● **Task statement**
Reproduce the Windows file server passage from "Our sample deployment" through "creating a new one.", substituting "web server" for every "IIS server".

● **Selected passage**
►

This blog will take you through the setup of a Windows file server running on virtual machine that uses native Windows technologies, namely Windows Failover Cluster to provide high availability of file sharing service and DFS replication to protect and synchronize your data among the cluster nodes.

This solution uses OCI Compute VM shapes as well as OCI Block Volume which are both elastic and scalable, customers may start with a small deployment and grow the solution as required with minimal service interruption.

Our sample deployment is depicted in the following diagram:

This sample deployment is deployed in a single availability domain region that has 3 fault domains.

There are 4 VMs in the sample deployment, the two on Fault Domain 1 are the IIS server running on Windows 2012 and a Domain Controller running on Windows 2016 Standard edition.

The IIS server is used to simulate customer workload that requires SMB file sharing access. For customers who have Windows-based workloads, they may already have domain controllers running in their environment that can be used for this solution without creating a new one.

In production environments, domain controllers should be setup in high availability mode. If a domain controller failed, there should be no impact to a cluster that is already running, but it may affect failover operation.

How to deploy domain controllers in HA mode is not covered in this blog.

A 2 node cluster is created with 2 VM instances running on different Fault Domains. Each one of them has its own set of block volumes attached to it. The size of the block volumes attached to the cluster nodes should be the same and they should be configured in the same way including the file system format and drive letter assignment.

Customers may choose different VM shapes and the number of block volumes attached to the instances as well as their size and performance characteristic according to their requirements.

A cluster IP and an additional secondary IP are allocated for the cluster, where the additional secondary IP is used by the client to access the shared folder. The IP addresses are configured on the master node of the cluster and when failover occurs, both of them should be migrated to the surviving node.

During the process of failover, the client will experience a slight pause of the file sharing service. Most operations will just resume after the failover succeeded. In case if some operations timeout and fail, the application should retry the failed operation.

This solution works for all Windows Server versions, i.e. 2019, 2016, 2012 R2 available on OCI.

Setting up the cluster

This section describes the steps to create and configure the failover cluster on OCI and they include the following:

  1. Provision VM instances and block volumes
  2. Configure Block Volumes on Windows
  3. Create and configure secondary IP addresses
  4. Create a Windows failover cluster
  5. Install and Configure DFS replication
  6. Configure script to handle secondary IP address failover

1. Provision VM instances and block volumes

In the sample deployment, VM.Standard.E2.2 shape is used to create the instances, Oracle provided Windows Server 2016 Standard edition image is used.

◄

● **Data**
►

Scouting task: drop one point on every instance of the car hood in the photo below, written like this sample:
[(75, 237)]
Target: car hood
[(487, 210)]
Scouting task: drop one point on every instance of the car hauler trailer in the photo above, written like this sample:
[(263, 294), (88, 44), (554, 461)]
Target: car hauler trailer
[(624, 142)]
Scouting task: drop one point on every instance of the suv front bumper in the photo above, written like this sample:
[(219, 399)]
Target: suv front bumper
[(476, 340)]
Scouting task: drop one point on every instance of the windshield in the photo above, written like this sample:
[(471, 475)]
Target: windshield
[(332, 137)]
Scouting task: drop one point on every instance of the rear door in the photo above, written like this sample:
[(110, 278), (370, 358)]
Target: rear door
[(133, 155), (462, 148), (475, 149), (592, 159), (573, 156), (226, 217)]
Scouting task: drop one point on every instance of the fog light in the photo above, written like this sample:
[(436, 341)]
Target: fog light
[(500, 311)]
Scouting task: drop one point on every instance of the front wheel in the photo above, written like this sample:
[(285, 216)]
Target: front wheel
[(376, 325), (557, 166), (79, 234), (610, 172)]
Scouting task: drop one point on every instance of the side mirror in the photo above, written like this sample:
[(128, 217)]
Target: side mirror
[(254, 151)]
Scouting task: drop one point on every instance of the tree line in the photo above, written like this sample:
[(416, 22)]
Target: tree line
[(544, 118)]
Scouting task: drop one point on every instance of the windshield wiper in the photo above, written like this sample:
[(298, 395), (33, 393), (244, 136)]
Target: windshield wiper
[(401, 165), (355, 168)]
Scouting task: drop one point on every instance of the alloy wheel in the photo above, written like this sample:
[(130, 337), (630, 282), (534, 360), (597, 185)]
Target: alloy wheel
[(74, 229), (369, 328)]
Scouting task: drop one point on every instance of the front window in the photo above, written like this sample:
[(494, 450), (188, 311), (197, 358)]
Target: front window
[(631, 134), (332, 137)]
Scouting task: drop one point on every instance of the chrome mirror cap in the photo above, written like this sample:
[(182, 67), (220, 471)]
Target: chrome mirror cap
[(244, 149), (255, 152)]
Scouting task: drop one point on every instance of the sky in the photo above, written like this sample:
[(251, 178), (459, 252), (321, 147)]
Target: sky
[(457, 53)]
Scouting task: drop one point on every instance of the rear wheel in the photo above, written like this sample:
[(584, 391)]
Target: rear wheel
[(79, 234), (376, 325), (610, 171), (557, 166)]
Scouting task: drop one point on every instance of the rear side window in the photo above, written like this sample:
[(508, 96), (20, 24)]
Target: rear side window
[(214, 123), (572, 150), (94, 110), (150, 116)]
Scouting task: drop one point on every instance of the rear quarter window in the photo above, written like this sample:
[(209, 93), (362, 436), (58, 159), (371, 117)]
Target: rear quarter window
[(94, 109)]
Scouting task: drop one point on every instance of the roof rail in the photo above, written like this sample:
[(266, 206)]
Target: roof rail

◄

● **Completed exercise**
Our sample deployment is depicted in the following diagram:

This sample deployment is deployed in a single availability domain region that has 3 fault domains.

There are 4 VMs in the sample deployment, the two on Fault Domain 1 are the web server running on Windows 2012 and a Domain Controller running on Windows 2016 Standard edition.

The web server is used to simulate customer workload that requires SMB file sharing access. For customers who have Windows-based workloads, they may already have domain controllers running in their environment that can be used for this solution without creating a new one.